REQUEST A.
Transcribe the passage on the early Grabar corpus in full, word for word.

Sadly, the early Grabar corpus, breaking the millennium-long domestic “radio silence”, does not testify to the linguistic landscape of pre-5^th-century Armenia – if anything, it obfuscates it behind a layer of orthogonal terminology. Notably lacking Armina derivatives, its key designators – “land of Hayots language,” Hayots ashkhar (world), Hayk’11 and related – are routinely read as endonyms cognate with “Armenia”, yet such reading rests on retrospective alignment rather than demonstrable equivalence. As mentioned earlier, in the absence of parallel external attestations, these terms cannot be securely mapped onto the known geographic or ethnolinguistic entities of the time.

What they do attest, however, is a distinctive common space structured by the language of the texts themselves. Authors consistently treat that space as single yet divided between competing empires. Nationalist tropes of a country-wide ethnolinguistic homogeneity are as anachronistic to late antique Armenia, as the nationalist agenda itself is to early medieval clerical writers. Without suspecting them of deliberately misrepresenting the routine reality to their contemporaries, a more reasonable explanation would be that they meant something different, similarly evident to the audience. In theory, it could have been a smaller, truly homogeneous entity within the country, like the same Ostan Hayots or its surroundings. The discourse of division, however, suggests a much larger span.

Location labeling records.
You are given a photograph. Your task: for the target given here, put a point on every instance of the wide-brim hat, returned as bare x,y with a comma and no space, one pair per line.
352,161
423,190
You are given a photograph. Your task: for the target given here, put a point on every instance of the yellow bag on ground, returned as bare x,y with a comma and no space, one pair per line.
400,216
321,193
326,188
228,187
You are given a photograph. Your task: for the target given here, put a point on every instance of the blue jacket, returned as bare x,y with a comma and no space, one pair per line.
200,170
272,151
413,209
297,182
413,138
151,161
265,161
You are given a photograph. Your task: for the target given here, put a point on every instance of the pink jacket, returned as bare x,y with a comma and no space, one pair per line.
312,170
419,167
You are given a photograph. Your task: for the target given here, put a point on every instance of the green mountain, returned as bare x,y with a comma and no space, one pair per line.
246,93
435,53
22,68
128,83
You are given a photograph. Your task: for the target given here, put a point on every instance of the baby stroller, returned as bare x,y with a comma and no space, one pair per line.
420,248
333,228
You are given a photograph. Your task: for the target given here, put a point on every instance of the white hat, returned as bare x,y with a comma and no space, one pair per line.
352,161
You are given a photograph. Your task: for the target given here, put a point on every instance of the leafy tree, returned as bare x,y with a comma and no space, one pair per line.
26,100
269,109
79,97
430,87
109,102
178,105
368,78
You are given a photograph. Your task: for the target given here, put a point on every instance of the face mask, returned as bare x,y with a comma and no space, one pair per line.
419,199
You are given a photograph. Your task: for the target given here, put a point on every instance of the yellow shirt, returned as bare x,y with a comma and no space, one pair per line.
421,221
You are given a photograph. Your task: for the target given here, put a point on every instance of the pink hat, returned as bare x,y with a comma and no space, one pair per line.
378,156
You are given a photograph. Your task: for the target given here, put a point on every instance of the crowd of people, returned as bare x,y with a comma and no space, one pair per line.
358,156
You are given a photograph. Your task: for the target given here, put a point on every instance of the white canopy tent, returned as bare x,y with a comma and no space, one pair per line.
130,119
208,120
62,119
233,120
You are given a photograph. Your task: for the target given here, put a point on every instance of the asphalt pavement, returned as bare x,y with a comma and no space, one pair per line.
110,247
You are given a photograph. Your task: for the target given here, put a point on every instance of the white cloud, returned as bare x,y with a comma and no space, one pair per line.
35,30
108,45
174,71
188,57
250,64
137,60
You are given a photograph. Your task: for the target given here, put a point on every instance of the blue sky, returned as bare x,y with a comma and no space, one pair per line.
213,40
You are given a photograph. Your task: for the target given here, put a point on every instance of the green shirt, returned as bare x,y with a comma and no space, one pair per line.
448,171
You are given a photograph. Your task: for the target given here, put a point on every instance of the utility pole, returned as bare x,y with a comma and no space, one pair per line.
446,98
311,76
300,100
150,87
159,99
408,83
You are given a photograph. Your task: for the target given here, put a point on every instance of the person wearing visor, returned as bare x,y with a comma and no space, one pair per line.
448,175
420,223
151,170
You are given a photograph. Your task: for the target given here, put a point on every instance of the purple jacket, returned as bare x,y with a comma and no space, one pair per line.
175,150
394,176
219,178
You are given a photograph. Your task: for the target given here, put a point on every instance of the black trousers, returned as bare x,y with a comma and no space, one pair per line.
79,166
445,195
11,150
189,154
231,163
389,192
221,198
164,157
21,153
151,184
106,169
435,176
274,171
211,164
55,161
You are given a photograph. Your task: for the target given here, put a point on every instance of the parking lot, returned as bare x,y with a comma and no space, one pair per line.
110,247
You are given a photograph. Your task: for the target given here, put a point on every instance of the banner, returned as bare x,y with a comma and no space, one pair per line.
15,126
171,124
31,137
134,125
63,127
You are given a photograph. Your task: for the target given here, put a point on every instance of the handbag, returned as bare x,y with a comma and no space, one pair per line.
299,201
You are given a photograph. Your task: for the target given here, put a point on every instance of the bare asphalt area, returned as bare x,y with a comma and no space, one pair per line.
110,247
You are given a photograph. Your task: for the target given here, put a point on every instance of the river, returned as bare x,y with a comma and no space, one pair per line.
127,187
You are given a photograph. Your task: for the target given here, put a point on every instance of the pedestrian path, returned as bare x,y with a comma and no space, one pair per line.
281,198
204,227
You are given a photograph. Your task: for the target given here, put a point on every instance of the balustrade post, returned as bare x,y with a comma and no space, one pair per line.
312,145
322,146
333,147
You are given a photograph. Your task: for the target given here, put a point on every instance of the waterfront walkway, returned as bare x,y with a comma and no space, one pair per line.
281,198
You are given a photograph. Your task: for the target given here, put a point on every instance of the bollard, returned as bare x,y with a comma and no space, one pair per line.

REQUEST B.
Rewrite the entries from the line with "the river, returned" through the end of the entries, changing "waterfront walkway" to "riverside walkway" and leaving everything else unchanged.

OUTPUT A.
Sadly, the early Grabar corpus, breaking the millennium-long domestic “radio silence”, does not testify to the linguistic landscape of pre-5^th-century Armenia – if anything, it obfuscates it behind a layer of orthogonal terminology. Notably lacking Armina derivatives, its key designators – “land of Hayots language,” Hayots ashkhar (world), Hayk’11 and related – are routinely read as endonyms cognate with “Armenia”, yet such reading rests on retrospective alignment rather than demonstrable equivalence. As mentioned earlier, in the absence of parallel external attestations, these terms cannot be securely mapped onto the known geographic or ethnolinguistic entities of the time.

What they do attest, however, is a distinctive common space structured by the language of the texts themselves. Authors consistently treat that space as single yet divided between competing empires. Nationalist tropes of a country-wide ethnolinguistic homogeneity are as anachronistic to late antique Armenia, as the nationalist agenda itself is to early medieval clerical writers. Without suspecting them of deliberately misrepresenting the routine reality to their contemporaries, a more reasonable explanation would be that they meant something different, similarly evident to the audience. In theory, it could have been a smaller, truly homogeneous entity within the country, like the same Ostan Hayots or its surroundings. The discourse of division, however, suggests a much larger span.

OUTPUT B.
You are given a photograph. Your task: for the target given here, put a point on every instance of the river, returned as bare x,y with a comma and no space, one pair per line.
127,187
You are given a photograph. Your task: for the target given here, put a point on every instance of the pedestrian path, returned as bare x,y with a comma and no space, one pair per line.
281,198
204,227
You are given a photograph. Your task: for the target given here, put a point on every instance of the balustrade post, returned as bare x,y with a comma and no space, one pair per line.
312,145
322,146
333,147
You are given a photograph. Your task: for the target given here, put a point on every instance of the riverside walkway, returned as bare x,y with a comma and no space, one pair per line.
281,198
You are given a photograph. Your task: for the target given here, put a point on every instance of the bollard, returned as bare x,y with a comma and no space, one pair per line.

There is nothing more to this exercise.